• **What you will do**:
1 > In the account of the two escaped convicts, near what town were they recaptured?
2 > Write the next part of the account of the two escaped convicts, starting after its last sentence.

• **Study text**:
== == ==
Update: On June 14th, 2008, KSL reported that Danny Gallegos pleaded guilty to escape and has been sentenced to up to five years in prison, to run consecutive to his current sentence.
Two Salt Lake area families can breathe and sleep much easier tonight, as the two escaped convicts who so brutally affected their lives were recaptured on Saturday September 29th, 2007 after a week-long manhunt. Stories published in the Salt Lake Tribune, the Deseret Morning News, and KSL Channel 5.
Danny Martin Gallegos, 49, and Juan Carlos Diaz-Arevalo, 27, were recaptured near Green River, Wyoming after a police chase which ended in gunfire. Gallegos was wounded in the stomach and taken to a local hospital in preparation for medical evacuation to Salt Lake, while Diaz-Arevalo was booked into the Sweetwater County Jail.
The two had broken into a Daggett County home shortly after 7:30 P.M. earlier Saturday evening. They tied up the occupant - a 79-year old former Salt Lake City police officer, with ropes and duct tape, threatened him with a knife, and stole the keys to his Ford Explorer. They also obtained weapons - including a rifle - from the man's vehicle. The resident freed himself and flagged down a passer-by to call police. A Sweetwater County sheriff's deputy spotted the car and a chase ensued, Blust said. Officers used spike strips to blow out tires.
The saga originally began on Sunday September 23rd, when the two convicts, who, despite being state prisoners, were being housed at the Daggett County Jail on a contract basis because of overcrowding at state facilities, apparently climbed over a fence adjacent to the jail's recreational area sometime around 2:30 P.M. or later. Their absence was not discovered until the 8:00 P.M. headcount. Because Diaz-Arevalo is an illegal alien from Mexico, there was some concern that the two would head south, but apparently the public hue and cry caused them to hunker down in Daggett County until they got desperate enough to make their break. Subsequent interviews with other jail inmates indicate the two had been planning their escape for weeks.
== == ==
• **Material provided**:
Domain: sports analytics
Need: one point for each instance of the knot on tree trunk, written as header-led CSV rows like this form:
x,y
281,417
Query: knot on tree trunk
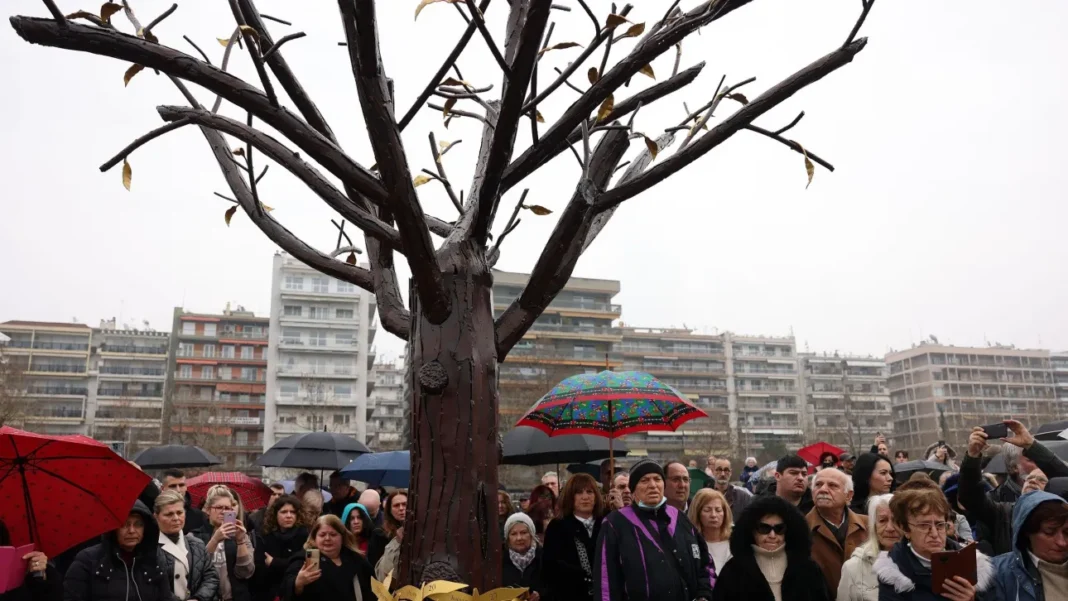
x,y
433,377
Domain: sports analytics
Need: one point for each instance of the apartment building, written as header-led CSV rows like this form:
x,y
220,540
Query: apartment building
x,y
216,384
940,392
695,364
387,409
846,399
320,334
130,372
51,361
575,335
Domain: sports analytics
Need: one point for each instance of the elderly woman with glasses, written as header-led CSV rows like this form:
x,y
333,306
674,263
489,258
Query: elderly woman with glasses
x,y
228,543
922,513
771,556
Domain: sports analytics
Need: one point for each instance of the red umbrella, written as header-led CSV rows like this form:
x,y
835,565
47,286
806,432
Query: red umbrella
x,y
253,492
814,452
59,491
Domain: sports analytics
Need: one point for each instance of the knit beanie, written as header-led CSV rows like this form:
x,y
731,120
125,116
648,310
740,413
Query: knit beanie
x,y
518,518
643,468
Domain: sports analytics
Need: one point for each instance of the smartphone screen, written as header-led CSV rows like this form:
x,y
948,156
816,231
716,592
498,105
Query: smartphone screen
x,y
995,430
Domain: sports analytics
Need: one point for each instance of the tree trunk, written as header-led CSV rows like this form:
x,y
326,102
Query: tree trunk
x,y
452,507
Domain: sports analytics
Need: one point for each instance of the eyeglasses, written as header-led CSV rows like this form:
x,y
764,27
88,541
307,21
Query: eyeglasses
x,y
765,530
929,526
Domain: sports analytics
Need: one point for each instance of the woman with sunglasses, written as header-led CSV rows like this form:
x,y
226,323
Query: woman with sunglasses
x,y
771,556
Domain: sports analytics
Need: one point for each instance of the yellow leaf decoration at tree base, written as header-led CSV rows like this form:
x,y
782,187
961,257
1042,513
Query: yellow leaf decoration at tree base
x,y
441,590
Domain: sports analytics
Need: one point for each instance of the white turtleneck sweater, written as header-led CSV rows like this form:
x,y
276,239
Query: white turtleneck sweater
x,y
772,565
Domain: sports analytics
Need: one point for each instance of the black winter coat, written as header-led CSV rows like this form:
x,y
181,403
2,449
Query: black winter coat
x,y
741,579
202,580
99,573
282,547
652,555
239,588
531,578
335,582
562,570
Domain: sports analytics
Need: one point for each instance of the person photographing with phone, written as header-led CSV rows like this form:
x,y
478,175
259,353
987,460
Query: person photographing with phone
x,y
331,568
228,543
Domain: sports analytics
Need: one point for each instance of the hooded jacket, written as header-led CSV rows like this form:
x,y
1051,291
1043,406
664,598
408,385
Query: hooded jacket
x,y
1016,576
652,554
100,573
902,578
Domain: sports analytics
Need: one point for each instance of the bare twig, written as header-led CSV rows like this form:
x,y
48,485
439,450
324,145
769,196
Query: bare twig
x,y
193,44
142,141
159,19
279,44
450,61
476,17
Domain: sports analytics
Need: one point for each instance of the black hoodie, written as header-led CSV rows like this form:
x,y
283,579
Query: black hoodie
x,y
104,572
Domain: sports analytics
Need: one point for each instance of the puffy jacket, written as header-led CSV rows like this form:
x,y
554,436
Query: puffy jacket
x,y
202,580
859,582
902,578
1016,576
99,573
652,554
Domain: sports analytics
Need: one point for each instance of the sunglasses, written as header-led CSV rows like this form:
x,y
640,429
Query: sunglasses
x,y
765,530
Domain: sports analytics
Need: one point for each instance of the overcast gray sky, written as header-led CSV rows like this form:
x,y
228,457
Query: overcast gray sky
x,y
944,216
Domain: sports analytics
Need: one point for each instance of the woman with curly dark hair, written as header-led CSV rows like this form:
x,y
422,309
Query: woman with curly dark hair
x,y
771,556
283,534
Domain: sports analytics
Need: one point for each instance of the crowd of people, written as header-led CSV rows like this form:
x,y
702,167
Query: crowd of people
x,y
846,528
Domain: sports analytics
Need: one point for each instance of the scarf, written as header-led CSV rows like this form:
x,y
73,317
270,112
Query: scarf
x,y
520,560
589,523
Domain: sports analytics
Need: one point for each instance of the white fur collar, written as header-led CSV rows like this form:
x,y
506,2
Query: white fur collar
x,y
888,572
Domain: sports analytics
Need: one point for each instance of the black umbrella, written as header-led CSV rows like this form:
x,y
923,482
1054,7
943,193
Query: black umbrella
x,y
175,456
530,446
905,471
996,464
314,451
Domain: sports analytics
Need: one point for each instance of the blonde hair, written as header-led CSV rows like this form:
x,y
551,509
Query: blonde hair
x,y
333,522
704,497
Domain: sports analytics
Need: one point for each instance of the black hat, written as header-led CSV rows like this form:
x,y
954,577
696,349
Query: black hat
x,y
643,468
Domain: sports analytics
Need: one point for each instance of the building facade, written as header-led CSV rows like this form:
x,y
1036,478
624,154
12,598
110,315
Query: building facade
x,y
320,334
216,384
387,409
940,392
846,399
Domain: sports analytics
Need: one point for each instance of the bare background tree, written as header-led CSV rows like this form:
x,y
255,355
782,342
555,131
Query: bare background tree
x,y
456,343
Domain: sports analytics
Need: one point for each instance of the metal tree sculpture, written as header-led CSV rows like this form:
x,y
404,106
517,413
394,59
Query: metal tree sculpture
x,y
456,345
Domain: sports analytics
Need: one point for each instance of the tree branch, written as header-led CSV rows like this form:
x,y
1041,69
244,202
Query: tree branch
x,y
477,219
361,32
278,153
539,154
729,126
450,61
118,45
561,253
142,141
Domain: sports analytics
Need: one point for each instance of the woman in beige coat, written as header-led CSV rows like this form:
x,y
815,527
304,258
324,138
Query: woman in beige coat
x,y
859,581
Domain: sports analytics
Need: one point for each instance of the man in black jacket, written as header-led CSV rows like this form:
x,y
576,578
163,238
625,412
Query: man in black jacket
x,y
175,479
649,550
998,516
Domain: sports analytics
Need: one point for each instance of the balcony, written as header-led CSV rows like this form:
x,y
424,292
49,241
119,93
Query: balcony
x,y
131,349
313,345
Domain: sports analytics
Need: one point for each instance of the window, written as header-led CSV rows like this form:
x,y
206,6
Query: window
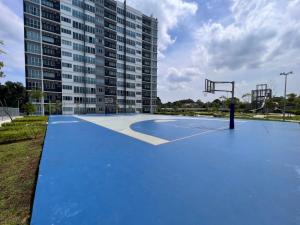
x,y
68,109
48,39
68,54
66,31
64,19
67,65
31,22
31,9
67,87
66,8
33,35
34,73
33,47
66,76
67,98
65,42
33,60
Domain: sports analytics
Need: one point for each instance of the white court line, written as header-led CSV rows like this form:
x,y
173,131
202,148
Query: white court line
x,y
122,124
200,133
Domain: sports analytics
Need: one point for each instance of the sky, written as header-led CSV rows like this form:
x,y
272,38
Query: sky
x,y
246,41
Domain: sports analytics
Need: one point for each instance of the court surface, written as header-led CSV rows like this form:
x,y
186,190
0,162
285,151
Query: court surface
x,y
168,170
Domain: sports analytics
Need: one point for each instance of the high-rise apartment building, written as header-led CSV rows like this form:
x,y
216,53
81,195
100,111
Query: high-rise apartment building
x,y
90,56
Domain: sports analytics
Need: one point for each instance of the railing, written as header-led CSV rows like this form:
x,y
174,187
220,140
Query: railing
x,y
4,111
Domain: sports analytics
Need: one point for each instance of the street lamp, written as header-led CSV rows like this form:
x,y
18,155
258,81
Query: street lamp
x,y
284,106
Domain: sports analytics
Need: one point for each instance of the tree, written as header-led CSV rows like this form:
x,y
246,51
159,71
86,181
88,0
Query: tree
x,y
1,63
29,108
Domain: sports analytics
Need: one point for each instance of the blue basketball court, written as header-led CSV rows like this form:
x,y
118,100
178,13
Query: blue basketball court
x,y
168,170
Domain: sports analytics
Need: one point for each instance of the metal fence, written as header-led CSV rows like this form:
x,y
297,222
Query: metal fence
x,y
4,111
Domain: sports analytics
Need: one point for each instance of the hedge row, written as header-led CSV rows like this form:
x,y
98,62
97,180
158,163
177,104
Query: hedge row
x,y
22,129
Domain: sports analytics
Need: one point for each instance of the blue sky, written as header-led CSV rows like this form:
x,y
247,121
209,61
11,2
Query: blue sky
x,y
248,41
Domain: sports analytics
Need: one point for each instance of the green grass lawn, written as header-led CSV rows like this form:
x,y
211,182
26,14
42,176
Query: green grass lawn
x,y
20,150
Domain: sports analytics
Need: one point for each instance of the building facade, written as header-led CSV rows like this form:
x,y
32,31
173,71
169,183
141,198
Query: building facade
x,y
90,56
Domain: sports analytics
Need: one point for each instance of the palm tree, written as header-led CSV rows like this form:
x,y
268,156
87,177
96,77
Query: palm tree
x,y
1,63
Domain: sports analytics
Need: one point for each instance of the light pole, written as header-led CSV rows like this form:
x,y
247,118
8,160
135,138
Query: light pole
x,y
284,104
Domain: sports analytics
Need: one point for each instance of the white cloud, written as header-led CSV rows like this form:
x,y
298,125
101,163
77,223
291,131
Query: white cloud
x,y
12,34
253,44
169,14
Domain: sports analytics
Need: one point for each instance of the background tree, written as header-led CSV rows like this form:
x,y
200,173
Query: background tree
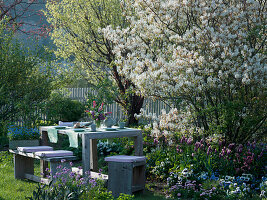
x,y
25,79
210,54
24,16
76,25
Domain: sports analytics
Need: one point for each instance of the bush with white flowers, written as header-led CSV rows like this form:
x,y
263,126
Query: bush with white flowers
x,y
210,54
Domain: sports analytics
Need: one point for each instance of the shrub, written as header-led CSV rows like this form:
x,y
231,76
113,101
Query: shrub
x,y
22,133
61,108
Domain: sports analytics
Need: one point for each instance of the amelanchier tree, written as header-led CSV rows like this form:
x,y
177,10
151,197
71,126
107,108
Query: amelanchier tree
x,y
212,54
78,39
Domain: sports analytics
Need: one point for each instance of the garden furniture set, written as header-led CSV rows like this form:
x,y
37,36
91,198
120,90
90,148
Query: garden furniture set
x,y
126,174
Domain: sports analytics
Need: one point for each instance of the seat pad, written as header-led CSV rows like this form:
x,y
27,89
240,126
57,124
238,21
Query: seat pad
x,y
124,158
34,149
57,153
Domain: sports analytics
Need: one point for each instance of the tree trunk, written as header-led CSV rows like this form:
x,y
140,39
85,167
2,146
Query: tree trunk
x,y
135,105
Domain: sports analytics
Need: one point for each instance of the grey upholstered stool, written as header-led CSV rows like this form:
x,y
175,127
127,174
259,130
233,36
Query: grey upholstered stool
x,y
126,174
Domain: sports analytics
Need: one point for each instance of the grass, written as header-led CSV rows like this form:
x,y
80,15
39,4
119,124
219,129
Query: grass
x,y
13,189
== == ==
• **Results of the exercise**:
1 > Near Green River, Wyoming.

2 >
And what about the two families involved? The Snydergaard family hasn't been heard from. They went into hiding after the escape because Gallegos had previously threatened to kill Jerry Snydergaard for helping put him away. Danny Gallegos murdered Jerry Snydergaard's daughter, Tammy, in 1990.
However, Robert and Tessie Seneca, the parents of Lindsey Rae Fawson, who was murdered by Juan Diaz-Arevalo in a domestic dispute in 2005, were ecstatic over the escapees recapture. The Senecas have custody of Fawson's two sons, currently ages 5 and 7, and Diaz-Arevalo also threatened this family prior to his sentencing. After the escape, the Seneca's moved the boys to another location while Sandy police guarded the family's home.
The escape has triggered a week-long bout of debate and soul-searching within the Utah Department of Corrections. The practice of farming out state prison inmates was triggered by overcrowding in state facilities. The Utah state prison system is overpopulated by more than 1,500 inmates, so the state pays county facilities to siphon off the excess after a screening process. Jack Ford, the spokesman for the Utah Department of Corrections, previously stated that all inmates are carefully reviewed before they are transferred to county jails, and that the counties could pick and choose the inmates they'll take. Ford further explained that the state couldn't send them management problems, medical problems, or the mentally ill.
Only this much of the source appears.